#### [Quoted passage]
┄┄┄┄┄┄

Planned Giving is my favorite “level” of giving as it involves the thoughtful foresight and planning on the part of the donor to make the ultimate gift. Simply put, planned giving is the act of planning to give beyond your lifetime. Also called legacy giving, planned giving involves making the decision during your lifetime to leave a gift, generally a major gift, by naming the nonprofit as a beneficiary of your estate (via bequest) or other financial plans (banking or investment accounts, life insurance, retirement accounts). There are a handful of giving vehicles that may produce life income for the donor such as a charitable gift annuity as well as provide tax benefits to you or your heirs. The complexity of planned giving can range from low to high, depending on the objectives of the donor. Oftentimes many planned giving donors consult with their tax/financial advisor and the nonprofit’s planned giving officer in strategizing on ways to make the greatest charitable impact while also ensuring that their own children and other loved ones are taken care of.
Many people who enjoy being philanthropic oftentimes find that their relationship with a beloved charity grows over time. It’s no surprise that many donors actually start out as a volunteer or annual donor and end up becoming major and planned giving donors. Moreover, it’s not unheard of to learn that many families continue to stay involved with an organization from generation to generation.
Putting forth the same energy you afford to tangible gift giving when it comes to charitable giving will allow you to feel good knowing how your little piece of giving – whether it be your time or your dollars – fits into the overall mission of the nonprofit.
Nonprofits exist because of the generosity of others. Nonprofits express their gratitude via donor recognition societies and sometimes even naming opportunities. Most organizations likely have some sort of “giving circle” and thank you event where donors are recognized for their thoughtfulness. Some may offer the opportunity to inscribe a brick, name a room or a building, and even name an endowment or scholarship fund. While the majority of donors don’t give for the recognition, it’s a heartfelt gesture by the nonprofit in showing its appreciation. And, while donors give for the right reasons (to make a meaningful difference), it is nice to be thanked. Also, as the nonprofit’s giving circle grows, so too does its case for support, serving as an inspiration for others to give, which is a win-win!
Looking back, I can honestly say that witnessing my mom’s generosity instilled in me my own desire to give – a value I hope to pass on to my own children. I could characterize it as selflessly giving, but to me that’s a misnomer. While the true meaning of giving implies not having an expectation of receiving anything in return, the truth is, we do get something in return – that truly indescribable warm and fuzzy feeling; the knowing that collectively we can make a difference and improve our communities, relationships and our own spiritual health. Kindness IS infectious. So, if you’re able and willing, give like your mother taught you. I promise, riding the giving roller coaster throughout the year and not just during the Season is worthwhile…and the best gift of all!

┄┄┄┄┄┄

#### [Exercise data]
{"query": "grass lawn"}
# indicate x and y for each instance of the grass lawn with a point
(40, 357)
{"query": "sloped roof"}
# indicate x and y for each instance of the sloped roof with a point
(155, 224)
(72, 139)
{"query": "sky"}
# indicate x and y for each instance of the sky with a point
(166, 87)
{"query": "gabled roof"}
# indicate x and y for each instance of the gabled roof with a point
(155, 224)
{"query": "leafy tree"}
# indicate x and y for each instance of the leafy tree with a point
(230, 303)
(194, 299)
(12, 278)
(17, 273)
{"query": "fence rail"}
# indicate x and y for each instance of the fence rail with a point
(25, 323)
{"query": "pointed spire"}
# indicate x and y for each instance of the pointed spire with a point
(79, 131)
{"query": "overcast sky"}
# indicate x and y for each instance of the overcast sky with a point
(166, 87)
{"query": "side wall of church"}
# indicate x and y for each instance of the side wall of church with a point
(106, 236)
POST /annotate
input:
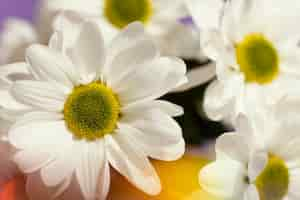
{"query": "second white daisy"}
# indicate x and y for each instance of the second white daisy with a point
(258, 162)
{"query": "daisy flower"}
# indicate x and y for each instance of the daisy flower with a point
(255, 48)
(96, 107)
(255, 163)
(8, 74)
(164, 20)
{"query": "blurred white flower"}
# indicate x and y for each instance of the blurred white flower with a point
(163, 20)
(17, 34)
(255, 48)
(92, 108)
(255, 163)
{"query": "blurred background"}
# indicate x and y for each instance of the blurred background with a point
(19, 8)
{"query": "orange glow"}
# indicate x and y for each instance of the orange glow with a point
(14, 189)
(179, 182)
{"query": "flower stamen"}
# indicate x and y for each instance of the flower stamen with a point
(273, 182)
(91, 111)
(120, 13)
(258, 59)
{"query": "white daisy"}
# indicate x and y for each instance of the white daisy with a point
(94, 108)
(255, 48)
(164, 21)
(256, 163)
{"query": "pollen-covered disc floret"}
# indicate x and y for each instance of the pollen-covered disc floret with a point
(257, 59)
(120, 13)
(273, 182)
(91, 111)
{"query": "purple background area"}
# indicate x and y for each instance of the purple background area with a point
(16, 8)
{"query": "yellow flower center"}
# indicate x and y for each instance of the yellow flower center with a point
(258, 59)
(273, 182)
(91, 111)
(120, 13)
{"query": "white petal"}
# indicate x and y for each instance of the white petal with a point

┄┄┄┄┄┄

#### [Your instructions]
Rewrite the stretch of the charitable giving text from "Many people who" through "of the nonprofit.", putting "favorite nonprofit" in place of "beloved charity".

#### [Response area]
Many people who enjoy being philanthropic oftentimes find that their relationship with a favorite nonprofit grows over time. It’s no surprise that many donors actually start out as a volunteer or annual donor and end up becoming major and planned giving donors. Moreover, it’s not unheard of to learn that many families continue to stay involved with an organization from generation to generation.
Putting forth the same energy you afford to tangible gift giving when it comes to charitable giving will allow you to feel good knowing how your little piece of giving – whether it be your time or your dollars – fits into the overall mission of the nonprofit.